A águia é um dos animais mais bonitos da Terra |
Sou daqueles que nunca mataram passarinho quando moleque. Desse ponto de vista, sempre fui politicamente correto... Nem com estilingue, nem com espingardinha de chumbo, como a gente dizia antigamente, eu matei passarinho. A única coisa que matei com espingardinha de chumbo, que eu e meus irmãos tínhamos, foi um camundongo, que estava nadando na piscina da casa de um amigo, e isso já faz mais de 30 anos. Tudo bem, ratos são dignos de matar*. Aliás, até insetos tenho dó de matar, exceto baratas, formigas, pernilongos, aqueles mosquitos escrotos de banheiro e coisas do tipo, criaturas que já me inspiraram um post neste blog, um dos mais lidos que já publiquei aqui.
Naquele post sobre insetos não falei dos tais mosquitinhos de banheiro, um dos insetos mais repugnantes que existe. Abelha, um inseto nobre, não mato de jeito nenhum, pelo contrário, tento até salvar quando vejo uma se afogando numa piscina. Assim como não mato lagartixas, essas figuras tão simpáticas. Como pode, matar lagartixa? Me d ecepcionei muito com pessoas que eu achava legais e depois descobri que matavam lagartixas. É sério.
════
- _Problema proposto_: Prossiga com o texto sobre matar bichos a partir da última frase. O material que vem em seguida não tem ligação com o texto sobre matar bichos.

- _Linhas de dados_:
════
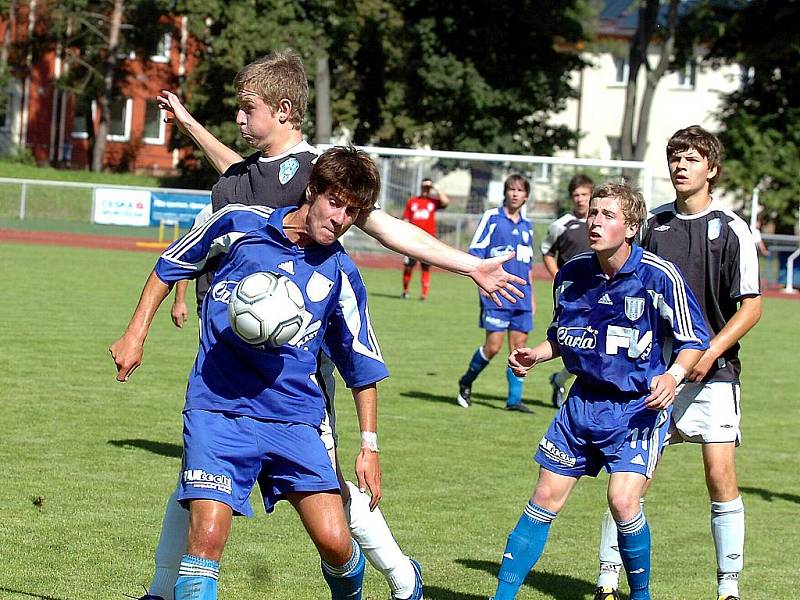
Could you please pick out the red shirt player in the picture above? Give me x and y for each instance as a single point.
════
- _Problema resolvido_:
Mas, voltando aos passarinhos. São muito bonitinhos e tal, mas quando um sabiá dá de ficar cantando aquele som repetitivo (os sabiás começam a cantar no meio da madrugada, entre 3 e 4 da matina) que parece um relógio, é impossível dormir, quando por acaso sua hora de dormir coincide com o despertar deles.
E o joão-de-barro? Que passarinho incrível, essa criaturazinha que canta (meio caoticamente, mas canta) e constrói. Aqui onde moro tem ninhos de joão-de-barro. São incríveis. Mas de manhã são irritantes. Do nada, explode de repente um estardalhaço que mais parece um despertador. Dura alguns segundos. Se é fim de semana ou feriado, você acorda meio de súbito.
Isso irrita, pois não era pra você acordar (é sábado!), mas aí você lembra que é sábado e pode voltar a dormir, dá um suspiro, vira de lado, ajeita o travesseiro e... de repente, mais um bombardeio sonoro dos joões-de-barro. Os intervalos entre os bombardeios variam. Dá pra ter uma ideia do som que eles fazem neste link (é obviamente editado, pois os intervalos entre as explosões de canto na realidade são maiores): canto do joão-de-barro.
Mas o bem-te-vi é curioso. Ele nunca é chato.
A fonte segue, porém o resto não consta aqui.